Return every line of the listing below unchanged, from the first to the last.

-*-*-

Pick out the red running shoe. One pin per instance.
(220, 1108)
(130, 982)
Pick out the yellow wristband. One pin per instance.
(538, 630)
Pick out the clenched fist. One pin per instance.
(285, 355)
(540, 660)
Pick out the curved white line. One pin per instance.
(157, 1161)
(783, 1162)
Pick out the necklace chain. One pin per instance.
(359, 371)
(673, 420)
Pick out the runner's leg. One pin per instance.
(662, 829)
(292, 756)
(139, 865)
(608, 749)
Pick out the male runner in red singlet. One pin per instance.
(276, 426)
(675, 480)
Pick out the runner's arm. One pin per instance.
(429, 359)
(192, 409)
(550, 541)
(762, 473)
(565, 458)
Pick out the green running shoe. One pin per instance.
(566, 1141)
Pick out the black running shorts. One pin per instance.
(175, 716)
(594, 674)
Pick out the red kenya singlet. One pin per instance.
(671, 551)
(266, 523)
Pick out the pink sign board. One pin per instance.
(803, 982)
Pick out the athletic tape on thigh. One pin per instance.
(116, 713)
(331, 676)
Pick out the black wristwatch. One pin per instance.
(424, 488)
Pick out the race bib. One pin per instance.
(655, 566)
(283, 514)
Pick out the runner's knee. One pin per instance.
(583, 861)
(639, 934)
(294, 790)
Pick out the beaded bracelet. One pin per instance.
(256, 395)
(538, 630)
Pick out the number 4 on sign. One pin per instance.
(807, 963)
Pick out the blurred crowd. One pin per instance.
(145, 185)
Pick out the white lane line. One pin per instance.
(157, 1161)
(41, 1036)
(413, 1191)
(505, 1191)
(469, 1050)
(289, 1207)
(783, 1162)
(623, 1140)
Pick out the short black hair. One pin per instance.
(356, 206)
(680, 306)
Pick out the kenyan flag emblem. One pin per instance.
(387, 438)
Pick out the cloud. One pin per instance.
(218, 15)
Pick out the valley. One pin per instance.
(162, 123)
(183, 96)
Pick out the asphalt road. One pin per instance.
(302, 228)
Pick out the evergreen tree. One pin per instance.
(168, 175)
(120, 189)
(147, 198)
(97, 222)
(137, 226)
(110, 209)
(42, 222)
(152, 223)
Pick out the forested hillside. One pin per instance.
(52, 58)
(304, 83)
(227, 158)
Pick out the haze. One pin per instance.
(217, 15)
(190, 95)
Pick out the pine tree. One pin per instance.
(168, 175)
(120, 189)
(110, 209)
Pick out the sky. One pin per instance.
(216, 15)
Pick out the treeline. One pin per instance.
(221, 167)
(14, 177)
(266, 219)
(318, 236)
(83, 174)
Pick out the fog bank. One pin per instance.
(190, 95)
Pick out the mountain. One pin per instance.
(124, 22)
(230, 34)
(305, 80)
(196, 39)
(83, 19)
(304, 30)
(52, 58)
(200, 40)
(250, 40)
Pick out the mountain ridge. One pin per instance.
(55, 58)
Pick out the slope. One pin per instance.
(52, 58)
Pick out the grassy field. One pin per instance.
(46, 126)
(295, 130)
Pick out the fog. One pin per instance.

-*-*-

### Task answer:
Pick out the red running shoe. One pin per instance.
(220, 1108)
(130, 982)
Pick out the yellow wristband. One pin per instance.
(538, 630)
Pick out the clenched fist. One pin per instance.
(285, 355)
(540, 660)
Pick out the curved white line. One pin per instance.
(157, 1161)
(783, 1162)
Pick out the necklace chain. One pin per instance.
(359, 371)
(673, 420)
Pick out the runner's leg. One pin per instance.
(662, 829)
(292, 756)
(139, 865)
(608, 749)
Pick out the male runner in red singlet. One pin per instance.
(276, 426)
(675, 480)
Pick out the runner's arm. One pin per instance.
(429, 359)
(192, 409)
(550, 541)
(762, 473)
(565, 458)
Pick out the green running shoe. One pin per instance.
(566, 1141)
Pick out the black running shorts. One pin per instance.
(175, 716)
(594, 674)
Pick out the red kenya singlet. One pin per instance.
(671, 551)
(266, 523)
Pick out the pink sign board. One pin per instance.
(803, 982)
Pick out the athletic tape on thigh. One pin per instance.
(116, 713)
(331, 676)
Pick out the black wristwatch. One pin per instance.
(424, 488)
Pick out the race bib. One pin per instance.
(655, 566)
(283, 514)
Pick out the runner's knee. One pin per instance.
(583, 861)
(639, 934)
(294, 790)
Pick out the beaded bracelet. One pin per instance.
(256, 395)
(538, 630)
Pick out the number 4 on sign. One pin per instance.
(807, 963)
Pick out the blurred crowd. One pin per instance.
(145, 185)
Pick out the white lane line. One pin per instance.
(157, 1161)
(41, 1036)
(413, 1191)
(505, 1191)
(469, 1050)
(289, 1207)
(783, 1162)
(623, 1140)
Pick out the short black hair. One pin per instance.
(356, 206)
(680, 306)
Pick out the kenyan flag emblem. One pin per instance.
(387, 438)
Pick out the cloud. One pin per instance.
(218, 15)
Pick out the valley. One pin per instance.
(162, 123)
(183, 96)
Pick out the asphalt road. One pin per instance.
(302, 228)
Pick out the evergreen tree. One pin per instance.
(168, 175)
(120, 189)
(147, 198)
(97, 222)
(137, 226)
(110, 209)
(42, 222)
(152, 223)
Pick out the forested hillside. One pin per instance.
(52, 58)
(304, 83)
(227, 158)
Pick out the haze. One pin per instance.
(217, 15)
(190, 95)
Pick out the pine tree. One pin per instance.
(168, 175)
(120, 189)
(110, 209)
Pick out the sky. One pin per instance.
(216, 15)
Pick out the treeline. One pin per instance.
(221, 167)
(14, 177)
(266, 219)
(318, 236)
(83, 174)
Pick out the fog bank. One pin per instance.
(190, 95)
Pick out the mountain. One pin per instance.
(124, 22)
(230, 34)
(305, 80)
(196, 39)
(83, 19)
(304, 30)
(52, 58)
(200, 40)
(250, 40)
Pick out the mountain ridge. One pin per instance.
(55, 58)
Pick out the slope. One pin per instance.
(52, 58)
Pick out the grassy field. One pin per instance.
(46, 126)
(295, 130)
Pick out the fog. One pin per instance.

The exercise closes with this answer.